Object position labeling entries:
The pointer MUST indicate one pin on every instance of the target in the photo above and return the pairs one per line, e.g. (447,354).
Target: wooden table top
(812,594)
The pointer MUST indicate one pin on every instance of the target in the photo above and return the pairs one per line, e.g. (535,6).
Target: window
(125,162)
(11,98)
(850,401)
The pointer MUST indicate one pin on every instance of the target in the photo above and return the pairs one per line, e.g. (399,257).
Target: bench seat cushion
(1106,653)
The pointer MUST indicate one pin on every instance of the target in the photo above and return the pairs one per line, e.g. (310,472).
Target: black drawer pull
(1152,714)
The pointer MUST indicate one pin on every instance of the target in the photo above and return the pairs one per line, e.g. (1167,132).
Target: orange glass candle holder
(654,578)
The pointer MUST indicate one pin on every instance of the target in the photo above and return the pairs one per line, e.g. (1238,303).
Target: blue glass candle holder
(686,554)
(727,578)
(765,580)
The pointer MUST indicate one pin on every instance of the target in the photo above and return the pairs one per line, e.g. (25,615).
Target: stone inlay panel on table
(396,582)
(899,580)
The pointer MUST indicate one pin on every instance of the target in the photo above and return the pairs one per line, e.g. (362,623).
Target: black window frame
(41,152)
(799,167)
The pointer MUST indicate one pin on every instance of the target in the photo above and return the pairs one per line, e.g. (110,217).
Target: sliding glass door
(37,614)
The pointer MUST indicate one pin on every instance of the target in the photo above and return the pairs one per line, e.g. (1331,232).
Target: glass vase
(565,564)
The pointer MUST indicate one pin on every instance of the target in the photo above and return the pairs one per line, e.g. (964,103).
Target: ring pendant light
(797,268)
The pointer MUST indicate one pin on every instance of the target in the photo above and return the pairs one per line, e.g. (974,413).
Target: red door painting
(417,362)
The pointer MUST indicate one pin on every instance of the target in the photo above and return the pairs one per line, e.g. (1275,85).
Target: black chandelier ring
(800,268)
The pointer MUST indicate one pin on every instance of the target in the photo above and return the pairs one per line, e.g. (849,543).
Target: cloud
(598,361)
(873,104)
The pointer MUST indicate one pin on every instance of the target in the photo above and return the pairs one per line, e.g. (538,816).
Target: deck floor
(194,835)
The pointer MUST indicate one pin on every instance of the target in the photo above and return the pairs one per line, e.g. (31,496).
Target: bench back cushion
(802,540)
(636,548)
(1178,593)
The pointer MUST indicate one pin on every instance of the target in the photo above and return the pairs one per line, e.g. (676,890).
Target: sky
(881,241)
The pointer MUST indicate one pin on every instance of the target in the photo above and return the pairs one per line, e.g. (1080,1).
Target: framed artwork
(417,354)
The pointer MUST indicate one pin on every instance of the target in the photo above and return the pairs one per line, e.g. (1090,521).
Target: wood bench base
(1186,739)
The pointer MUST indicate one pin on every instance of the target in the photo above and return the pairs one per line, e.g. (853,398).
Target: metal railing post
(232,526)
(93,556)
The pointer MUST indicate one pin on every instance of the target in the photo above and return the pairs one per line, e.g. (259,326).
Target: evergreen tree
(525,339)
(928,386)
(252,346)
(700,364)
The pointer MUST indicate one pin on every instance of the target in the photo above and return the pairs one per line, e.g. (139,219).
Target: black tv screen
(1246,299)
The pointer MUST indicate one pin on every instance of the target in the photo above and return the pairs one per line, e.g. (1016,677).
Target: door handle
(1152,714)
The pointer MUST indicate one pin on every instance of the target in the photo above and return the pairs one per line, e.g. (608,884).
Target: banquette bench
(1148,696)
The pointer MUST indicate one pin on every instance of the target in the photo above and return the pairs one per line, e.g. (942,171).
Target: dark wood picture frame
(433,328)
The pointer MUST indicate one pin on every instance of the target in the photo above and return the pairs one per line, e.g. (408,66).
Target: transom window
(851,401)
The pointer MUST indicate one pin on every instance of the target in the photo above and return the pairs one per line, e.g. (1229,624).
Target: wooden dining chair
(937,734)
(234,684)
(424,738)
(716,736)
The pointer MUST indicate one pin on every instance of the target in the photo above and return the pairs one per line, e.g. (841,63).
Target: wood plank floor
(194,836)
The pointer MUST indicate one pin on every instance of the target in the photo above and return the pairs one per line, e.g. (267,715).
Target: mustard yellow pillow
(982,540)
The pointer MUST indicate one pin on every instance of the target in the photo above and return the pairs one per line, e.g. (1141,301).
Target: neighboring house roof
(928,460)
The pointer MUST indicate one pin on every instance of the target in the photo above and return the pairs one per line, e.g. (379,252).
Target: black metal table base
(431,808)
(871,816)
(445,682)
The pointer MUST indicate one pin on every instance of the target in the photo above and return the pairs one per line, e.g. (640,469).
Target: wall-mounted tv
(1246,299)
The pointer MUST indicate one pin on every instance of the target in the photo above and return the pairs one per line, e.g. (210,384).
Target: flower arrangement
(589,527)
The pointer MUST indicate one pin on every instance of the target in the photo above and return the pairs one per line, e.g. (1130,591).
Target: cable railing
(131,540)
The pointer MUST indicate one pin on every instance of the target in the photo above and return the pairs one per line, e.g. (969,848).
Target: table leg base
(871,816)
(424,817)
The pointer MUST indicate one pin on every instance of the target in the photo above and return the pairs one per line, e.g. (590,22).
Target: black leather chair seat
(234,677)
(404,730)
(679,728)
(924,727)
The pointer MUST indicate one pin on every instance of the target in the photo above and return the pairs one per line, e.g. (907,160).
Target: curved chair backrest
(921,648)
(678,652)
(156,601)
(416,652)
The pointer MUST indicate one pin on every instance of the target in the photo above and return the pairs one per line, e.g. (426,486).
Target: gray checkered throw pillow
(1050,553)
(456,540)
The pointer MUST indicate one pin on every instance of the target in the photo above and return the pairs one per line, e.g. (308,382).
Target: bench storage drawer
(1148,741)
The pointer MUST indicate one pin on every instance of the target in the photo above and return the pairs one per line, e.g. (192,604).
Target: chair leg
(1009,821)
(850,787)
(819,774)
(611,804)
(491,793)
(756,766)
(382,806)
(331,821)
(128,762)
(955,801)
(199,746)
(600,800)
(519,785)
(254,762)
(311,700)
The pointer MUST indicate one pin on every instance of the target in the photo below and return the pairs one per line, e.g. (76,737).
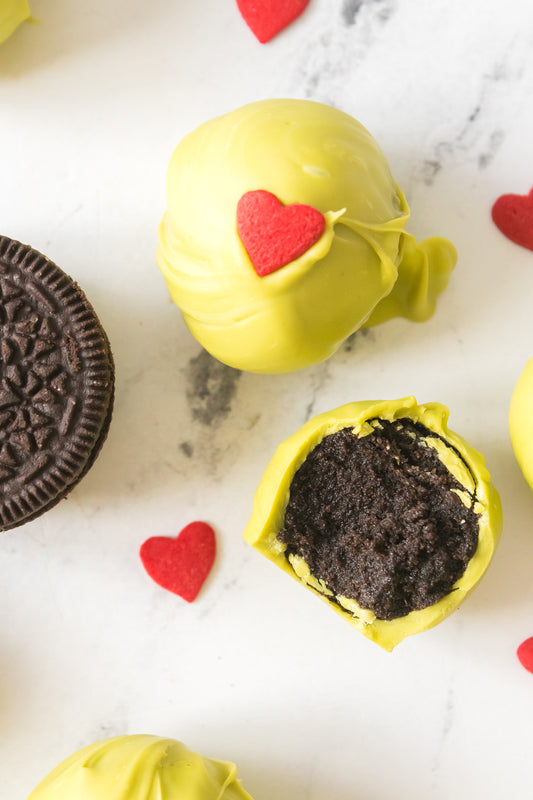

Challenge: Count the lines of the material above that contain the string "table". Reply with the number alone.

Result of the exercise: 4